● Exercise requirements
Copy out the listing below word for word, from the line that reads "Isolate each wall-mounted light fixture." down to the end of the listing, both included.

● Record set
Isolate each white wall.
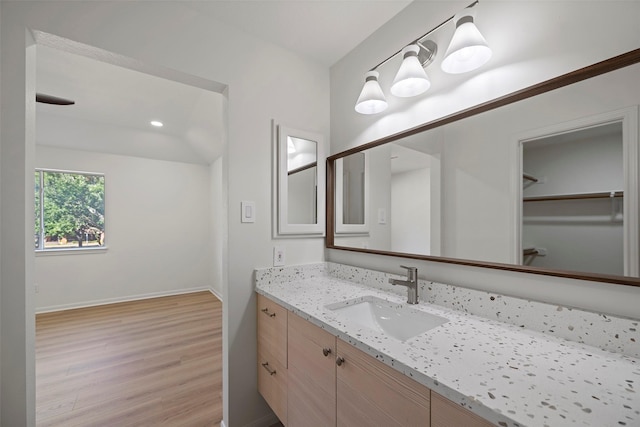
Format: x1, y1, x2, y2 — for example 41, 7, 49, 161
391, 168, 431, 255
0, 1, 329, 427
209, 157, 227, 299
328, 0, 640, 317
35, 146, 213, 311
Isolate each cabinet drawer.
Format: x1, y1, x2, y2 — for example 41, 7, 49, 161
431, 392, 493, 427
337, 340, 430, 427
257, 294, 287, 368
288, 313, 336, 427
258, 351, 287, 425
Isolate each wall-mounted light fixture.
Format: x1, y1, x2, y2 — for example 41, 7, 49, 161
355, 1, 491, 114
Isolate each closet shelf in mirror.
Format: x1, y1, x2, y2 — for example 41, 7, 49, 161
522, 191, 624, 202
287, 162, 318, 175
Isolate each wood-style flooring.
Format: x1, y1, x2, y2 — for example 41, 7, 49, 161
36, 292, 222, 427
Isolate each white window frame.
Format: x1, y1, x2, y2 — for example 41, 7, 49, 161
34, 168, 107, 256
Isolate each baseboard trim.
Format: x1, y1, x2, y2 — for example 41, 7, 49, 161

● Written answer
Isolate each wall-mounted light fixture.
Format: x1, y1, x2, y2 — for example 41, 7, 49, 161
355, 1, 491, 114
Isolate each closet shelf in mirror.
Format: x1, y1, x2, y2 — for example 41, 7, 49, 161
522, 191, 624, 202
287, 162, 318, 175
Isolate each wood-style flooring.
Format: x1, y1, x2, y2 — for example 41, 7, 49, 161
36, 292, 222, 427
Isolate each white window frame.
Format: x1, y1, x2, y2 — for example 41, 7, 49, 161
34, 168, 107, 256
Isolate each baseboard trim.
Format: x1, y1, x2, y2 — for example 41, 7, 49, 161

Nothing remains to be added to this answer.